What to produce →
From the data below, please reproduce exactly everything from the line that contains "Target: sports bra" down to the line that contains "Target: eyebrow", with both ends included.

Top of Task inputs

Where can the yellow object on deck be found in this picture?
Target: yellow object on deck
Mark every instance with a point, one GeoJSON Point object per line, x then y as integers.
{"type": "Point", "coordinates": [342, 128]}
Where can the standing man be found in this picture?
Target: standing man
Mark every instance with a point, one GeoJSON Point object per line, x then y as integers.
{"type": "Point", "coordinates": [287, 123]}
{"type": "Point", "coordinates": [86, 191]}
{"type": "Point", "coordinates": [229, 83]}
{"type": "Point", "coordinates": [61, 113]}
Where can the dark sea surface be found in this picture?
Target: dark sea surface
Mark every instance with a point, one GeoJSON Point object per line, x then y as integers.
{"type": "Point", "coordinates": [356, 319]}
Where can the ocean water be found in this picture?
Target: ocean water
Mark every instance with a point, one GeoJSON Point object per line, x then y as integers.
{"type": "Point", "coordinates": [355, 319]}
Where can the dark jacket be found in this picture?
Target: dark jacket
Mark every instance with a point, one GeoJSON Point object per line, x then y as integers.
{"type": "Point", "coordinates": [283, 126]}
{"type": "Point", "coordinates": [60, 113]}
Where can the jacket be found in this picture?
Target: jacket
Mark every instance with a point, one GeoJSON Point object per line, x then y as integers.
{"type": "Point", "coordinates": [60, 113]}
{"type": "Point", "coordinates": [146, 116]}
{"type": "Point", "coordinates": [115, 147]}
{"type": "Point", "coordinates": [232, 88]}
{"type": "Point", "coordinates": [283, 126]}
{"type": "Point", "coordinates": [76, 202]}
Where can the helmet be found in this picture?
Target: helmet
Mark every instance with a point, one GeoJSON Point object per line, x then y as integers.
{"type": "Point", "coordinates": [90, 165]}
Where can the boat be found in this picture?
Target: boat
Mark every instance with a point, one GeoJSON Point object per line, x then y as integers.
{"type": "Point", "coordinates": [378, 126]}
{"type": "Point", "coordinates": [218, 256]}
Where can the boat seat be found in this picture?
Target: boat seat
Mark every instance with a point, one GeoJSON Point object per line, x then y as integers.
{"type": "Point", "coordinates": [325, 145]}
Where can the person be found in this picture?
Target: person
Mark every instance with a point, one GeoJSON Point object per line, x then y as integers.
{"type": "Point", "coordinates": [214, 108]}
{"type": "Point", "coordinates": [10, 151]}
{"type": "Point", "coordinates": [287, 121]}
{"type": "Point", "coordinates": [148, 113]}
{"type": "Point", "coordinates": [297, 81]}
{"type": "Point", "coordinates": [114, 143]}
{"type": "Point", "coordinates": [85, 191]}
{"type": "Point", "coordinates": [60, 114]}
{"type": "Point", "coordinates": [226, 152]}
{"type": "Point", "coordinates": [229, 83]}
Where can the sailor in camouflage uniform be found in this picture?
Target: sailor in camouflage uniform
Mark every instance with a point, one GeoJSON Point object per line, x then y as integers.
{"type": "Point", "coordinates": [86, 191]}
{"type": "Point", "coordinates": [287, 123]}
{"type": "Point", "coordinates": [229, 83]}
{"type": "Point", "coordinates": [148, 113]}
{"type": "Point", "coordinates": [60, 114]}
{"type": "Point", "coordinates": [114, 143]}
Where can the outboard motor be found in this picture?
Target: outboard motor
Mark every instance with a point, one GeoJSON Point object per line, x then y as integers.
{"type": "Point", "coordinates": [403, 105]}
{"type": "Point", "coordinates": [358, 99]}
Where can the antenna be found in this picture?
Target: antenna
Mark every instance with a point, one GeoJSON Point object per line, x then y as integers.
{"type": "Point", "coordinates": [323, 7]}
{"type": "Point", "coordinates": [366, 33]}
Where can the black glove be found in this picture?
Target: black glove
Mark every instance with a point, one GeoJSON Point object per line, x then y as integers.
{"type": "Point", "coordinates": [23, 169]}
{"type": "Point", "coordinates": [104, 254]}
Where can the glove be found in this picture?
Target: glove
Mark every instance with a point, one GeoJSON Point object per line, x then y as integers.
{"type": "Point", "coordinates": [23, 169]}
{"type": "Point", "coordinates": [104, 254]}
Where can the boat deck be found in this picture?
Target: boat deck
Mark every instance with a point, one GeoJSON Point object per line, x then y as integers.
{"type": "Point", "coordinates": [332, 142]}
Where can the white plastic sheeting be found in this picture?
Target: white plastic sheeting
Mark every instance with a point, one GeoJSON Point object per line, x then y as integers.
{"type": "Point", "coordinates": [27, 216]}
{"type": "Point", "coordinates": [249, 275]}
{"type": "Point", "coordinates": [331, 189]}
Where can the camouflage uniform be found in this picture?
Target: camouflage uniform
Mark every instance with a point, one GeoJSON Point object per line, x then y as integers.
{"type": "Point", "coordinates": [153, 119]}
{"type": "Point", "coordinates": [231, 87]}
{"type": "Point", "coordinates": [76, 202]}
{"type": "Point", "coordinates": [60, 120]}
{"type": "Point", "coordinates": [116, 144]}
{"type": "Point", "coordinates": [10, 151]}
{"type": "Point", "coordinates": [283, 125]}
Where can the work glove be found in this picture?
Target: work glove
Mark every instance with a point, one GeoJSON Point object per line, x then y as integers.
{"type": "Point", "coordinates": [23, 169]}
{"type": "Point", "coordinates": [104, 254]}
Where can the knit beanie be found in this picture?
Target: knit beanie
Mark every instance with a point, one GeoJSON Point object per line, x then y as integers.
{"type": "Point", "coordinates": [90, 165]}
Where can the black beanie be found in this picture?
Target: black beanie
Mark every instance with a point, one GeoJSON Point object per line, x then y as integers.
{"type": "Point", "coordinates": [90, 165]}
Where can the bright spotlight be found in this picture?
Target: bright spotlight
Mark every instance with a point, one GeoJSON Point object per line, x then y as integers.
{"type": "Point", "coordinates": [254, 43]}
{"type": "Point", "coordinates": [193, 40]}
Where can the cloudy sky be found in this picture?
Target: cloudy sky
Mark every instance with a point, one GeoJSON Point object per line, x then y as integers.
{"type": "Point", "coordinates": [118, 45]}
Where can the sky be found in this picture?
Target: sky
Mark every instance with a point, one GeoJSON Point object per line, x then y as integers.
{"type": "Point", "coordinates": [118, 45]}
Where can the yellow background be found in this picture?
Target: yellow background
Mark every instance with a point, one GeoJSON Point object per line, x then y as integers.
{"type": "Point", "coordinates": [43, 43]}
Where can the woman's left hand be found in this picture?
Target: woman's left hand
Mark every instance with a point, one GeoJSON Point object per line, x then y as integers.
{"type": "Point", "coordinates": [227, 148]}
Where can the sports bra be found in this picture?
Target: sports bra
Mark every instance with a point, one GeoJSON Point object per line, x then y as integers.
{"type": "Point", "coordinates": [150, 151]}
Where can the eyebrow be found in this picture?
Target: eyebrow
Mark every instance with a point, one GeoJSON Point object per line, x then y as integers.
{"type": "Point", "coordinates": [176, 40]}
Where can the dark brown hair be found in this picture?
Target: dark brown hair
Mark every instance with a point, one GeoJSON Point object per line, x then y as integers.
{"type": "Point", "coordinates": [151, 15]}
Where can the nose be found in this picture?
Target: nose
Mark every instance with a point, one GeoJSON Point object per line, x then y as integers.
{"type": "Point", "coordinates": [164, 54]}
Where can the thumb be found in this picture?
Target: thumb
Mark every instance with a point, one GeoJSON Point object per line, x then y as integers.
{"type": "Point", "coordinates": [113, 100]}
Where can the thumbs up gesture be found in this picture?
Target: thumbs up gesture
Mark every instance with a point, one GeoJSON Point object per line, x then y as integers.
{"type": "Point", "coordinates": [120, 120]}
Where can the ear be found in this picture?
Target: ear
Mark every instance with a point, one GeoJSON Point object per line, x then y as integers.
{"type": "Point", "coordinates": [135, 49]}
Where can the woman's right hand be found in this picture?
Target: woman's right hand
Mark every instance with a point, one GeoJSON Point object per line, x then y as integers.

Bottom of Task inputs

Task answer →
Target: sports bra
Mark every instance with a point, one GeoJSON Point object per line, x then y as integers.
{"type": "Point", "coordinates": [150, 151]}
Where can the eyebrow be found in this picture?
Target: eyebrow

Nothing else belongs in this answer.